▶ _Task list_:
#1 In the passage on PHP heredoc strings, which two names are conventionally used as the identifier?
#2 Pick up the passage on PHP heredoc strings right after its last line and keep writing it.

The string begins with the <<< symbol sequence followed by the identifier identifier. Next, on a new line comes the data of the string (represented as <string_data>). Finally, once the string's data is complete, the same identifier, used at the start of the string, is used on a new line to mark the end of the heredoc string.

Now there are certain things to note regarding this syntax:

  • Firstly, a heredoc string, as with a single-quoted ('') or double-quoted ("") string, denotes an expression. Hence, if the heredoc is part of a larger expression, then it might be invalid to put a semicolon (;) after the ending identifier (depending on the expression).
  • There is no necessity to use \n inside a heredoc to denote a new line. We can write the string just as we'd want it to be output.
  • Conventionally, the names END and EOS are used as identifier. But we can use any others as well. However, we must make sure that the identifier must abide by all the rules of identifier names in PHP.

We'll review each of these points in the examples below.

The best part of using a heredoc string is that we can easily add new lines in the string's data and even include interpolated pieces to be parsed along with the string.

Moreover, we don't even need to worry about escaping the quote characters (' or "), since the beginning of the string is a special identifier that would most probably not be included in the string itself.

All in all, the heredoc syntax is highly useful when we want to output large pieces of precisely-formatted text in PHP.

Let's create a very basic 'Hello World!' greeting message using a heredoc string:

<?php

$greeting = <<<END
Hello World!
END;

echo $greeting;

Try your level best to appreciate, and even remember, the syntax of the heredoc string as shown here.

  1. The starting bit <<<END denotes the start of the string, with the identifier as END. Nothing can be written on the same line after <<<END.
  2. On the next line, which is where the string's data begins, we have the text Hello World!.
  3. Finally, on the following line, we end the string with the identifier END. Note that END can't be put on the same line as Hello World! — if we did that, it would've been parsed as the string's data as well.
  4. With the string complete, we end the whole variable-assignment statement with a semicolon (;).

Let's see the output produced:

Hello World!

Simple, yet amazing.

Uppercasing the identifier in a heredoc string is not required. It is just conventionally done to improve the readability of the code.

Time to consider another example.

In the following code, we denote a slightly complicated string with new lines, single quotes ('), double quotes (") and variable interpolations:

<?php

$a = 7;
$d = 3;
$q = (int) ($a / $d);
$r = $a % $d;

echo <<<END
The 'division algorithm' states that:

"An integer a when divided by a positive integer d produces
two integers q and r, such that a = dq + r"

For instance:
$a = $d x $q + $r    (a = $a; d = $d; q = $q; r = $r)
END;
The 'division algorithm' states that: "An integer a when divided by a positive integer d produces two integers q and r, such that a = dq + r" For instance: 7 = 3 x 2 + 1 (a = 7; d = 3; q = 2; r = 1)

Coordinate labeling data:
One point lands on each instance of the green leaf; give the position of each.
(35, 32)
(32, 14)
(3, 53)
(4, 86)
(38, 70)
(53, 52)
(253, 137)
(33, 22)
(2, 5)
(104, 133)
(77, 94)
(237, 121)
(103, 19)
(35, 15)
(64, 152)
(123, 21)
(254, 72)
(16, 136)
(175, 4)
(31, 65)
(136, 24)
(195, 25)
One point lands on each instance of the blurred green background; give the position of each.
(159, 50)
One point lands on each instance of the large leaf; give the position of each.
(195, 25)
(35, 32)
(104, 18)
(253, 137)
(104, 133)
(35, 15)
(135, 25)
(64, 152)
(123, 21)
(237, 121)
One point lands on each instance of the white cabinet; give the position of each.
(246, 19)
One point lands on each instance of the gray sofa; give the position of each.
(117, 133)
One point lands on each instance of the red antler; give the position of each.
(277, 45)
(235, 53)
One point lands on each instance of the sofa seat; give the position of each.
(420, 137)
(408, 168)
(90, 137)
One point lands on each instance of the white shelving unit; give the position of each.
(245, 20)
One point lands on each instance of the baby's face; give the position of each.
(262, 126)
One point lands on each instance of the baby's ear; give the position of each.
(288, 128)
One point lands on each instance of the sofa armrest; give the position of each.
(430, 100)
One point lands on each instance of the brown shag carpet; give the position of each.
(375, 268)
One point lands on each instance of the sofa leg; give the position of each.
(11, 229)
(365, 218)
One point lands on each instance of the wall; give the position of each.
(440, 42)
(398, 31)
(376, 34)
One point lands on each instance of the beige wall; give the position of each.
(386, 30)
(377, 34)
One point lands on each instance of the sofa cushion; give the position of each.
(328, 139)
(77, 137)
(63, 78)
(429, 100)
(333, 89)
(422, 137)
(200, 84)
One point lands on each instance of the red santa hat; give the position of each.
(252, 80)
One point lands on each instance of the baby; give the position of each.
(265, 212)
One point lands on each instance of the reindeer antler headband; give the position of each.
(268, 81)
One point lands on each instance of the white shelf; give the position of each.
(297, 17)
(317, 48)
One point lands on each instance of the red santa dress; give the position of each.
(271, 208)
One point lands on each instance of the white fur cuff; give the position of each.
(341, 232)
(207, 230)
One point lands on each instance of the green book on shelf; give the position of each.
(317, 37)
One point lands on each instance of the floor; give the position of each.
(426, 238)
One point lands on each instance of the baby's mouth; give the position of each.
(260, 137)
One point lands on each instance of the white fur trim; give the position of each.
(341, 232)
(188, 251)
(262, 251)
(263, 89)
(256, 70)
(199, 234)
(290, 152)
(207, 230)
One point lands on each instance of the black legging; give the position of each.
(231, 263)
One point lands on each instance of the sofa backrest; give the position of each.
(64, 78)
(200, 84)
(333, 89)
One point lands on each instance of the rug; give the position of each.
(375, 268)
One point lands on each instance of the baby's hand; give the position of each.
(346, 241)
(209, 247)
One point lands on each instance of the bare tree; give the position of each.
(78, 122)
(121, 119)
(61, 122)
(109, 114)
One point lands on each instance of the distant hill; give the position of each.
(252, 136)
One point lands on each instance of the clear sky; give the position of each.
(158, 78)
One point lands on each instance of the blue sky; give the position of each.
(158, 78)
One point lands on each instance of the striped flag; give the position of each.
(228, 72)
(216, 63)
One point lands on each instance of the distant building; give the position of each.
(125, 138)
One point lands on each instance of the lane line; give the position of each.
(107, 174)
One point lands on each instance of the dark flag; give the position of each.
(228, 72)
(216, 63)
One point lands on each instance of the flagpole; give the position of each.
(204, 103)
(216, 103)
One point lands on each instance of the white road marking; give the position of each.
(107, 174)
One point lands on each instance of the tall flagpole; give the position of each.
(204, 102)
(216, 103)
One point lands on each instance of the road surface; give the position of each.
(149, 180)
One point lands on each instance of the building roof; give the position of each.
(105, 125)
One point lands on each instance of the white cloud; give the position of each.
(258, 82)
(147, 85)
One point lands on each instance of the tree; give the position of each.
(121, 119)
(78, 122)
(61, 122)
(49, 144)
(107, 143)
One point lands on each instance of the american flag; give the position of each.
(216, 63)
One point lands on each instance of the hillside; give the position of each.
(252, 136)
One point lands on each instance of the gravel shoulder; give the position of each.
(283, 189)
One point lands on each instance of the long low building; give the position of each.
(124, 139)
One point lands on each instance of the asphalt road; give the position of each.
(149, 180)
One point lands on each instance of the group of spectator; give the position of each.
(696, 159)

▶ _Results of the exercise_:
#1 END and EOS.

#2
Also notice that instead of passing a variable (containing the heredoc string) to echo, we directly pass the heredoc string literal.

As stated before, it isn't necessary to use END as the identifier in a heredoc string — we can use any valid identifier as we want to. In the code below, we use HEREDOC (going with the uppercasing convention):

<?php

echo <<<HEREDOC
Hello World!
HEREDOC;
Hello World!

Nowdoc strings

The fourth and last way to denote string literals in PHP is via the nowdoc syntax. Such a string is called a nowdoc string.

The difference between nowdoc and heredoc strings is the same as the difference between single-quoted ('') and double-quoted ("") strings. That is, the data in a nowdoc string isn't parsed, while that inside a heredoc string is parsed, as we already know from the last section.

Syntactically, a nowdoc string is represented exactly like a heredoc string, except for that the identifier next to <<< is enclosed in single quotes:

<<<'identifier'
<string_data>
identifier
The identifier next to <<< is to be encapsulated in single quotes (''), NOT double quotes (""). Encapsulation via double quotes would lead to a syntax error.

Let's consider an example.

In the code below, we make the elementary 'Hello World!' greeting message:

<?php

$greeting = <<<'END'
Hello World!
END;

echo $greeting;
Hello World!

In the code below, we output a simple multi-line message to the console containing multiple single quotes, double quotes, $ signs and backslash (\) characters in it:

<?php

echo <<<'END'
This is a 'nowdoc string' that can contain ' and " without any need for
escaping, and even the $ and \ characters.

Isn't this amazing?
END;
This is a 'nowdoc string' that can contain ' and " without any need for escaping, and even the $ and \ characters. Isn't this amazing?

Thanks to the nowdoc syntax, we don't have to worry about escaping a character or breaking the string at any point — the message is simply written as it is.

The nowdoc syntax is really useful when we want to print long pieces of text to the terminal that don't have to parsed for any special stuff.

As discussed previously, a nowdoc string isn't parsed like a heredoc string. This can be confirmed by the following code:

<?php

$a = 10;

echo <<<'END'
$a
END;
$a

Likewise, escaping the $ symbol using the sequence \$ doesn't hold in a nowdoc string (since a $ isn't considered any special). In the code below, we demonstrate this idea:

<?php

$a = 10;

echo <<<'END'
\$a
END;
\$a

As is apparent, the sequence \$ is simply parsed as two literal characters, not as the $ sign.

As a rule of thumb just remember that a nowdoc string parses literally every single character as a literal — no escaping, no interpolation, nothing.

With this in mind, let's try solving a simple question:

What does the following code print?

<?php

echo <<<'END'
\\
END;
  • \
  • \\

Changing the casing

To change a string into all lowercase characters or all uppercase characters, we use the strtolower() and the strtoupper() functions, respectively.

Both the functions require one argument which is the string whose casing to change and consequently return the new string. Keep in mind that the original string isn't modified.

Let's consider an example:

<?php

$greeting = 'Hello World!';

echo $greeting, "\n";
echo strtolower($greeting), "\n";
echo strtoupper($greeting);
Hello World! hello world! HELLO WORLD!

The first 'Hello World!' greeting is followed by the same text in lowercase and then in uppercase.

Although PHP doesn't provide builtin functions to check whether a string contains all lowercase or uppercase characters, this is very easy to do using strtolower() and strtoupper() only.

Let's see if you can figure out the solution.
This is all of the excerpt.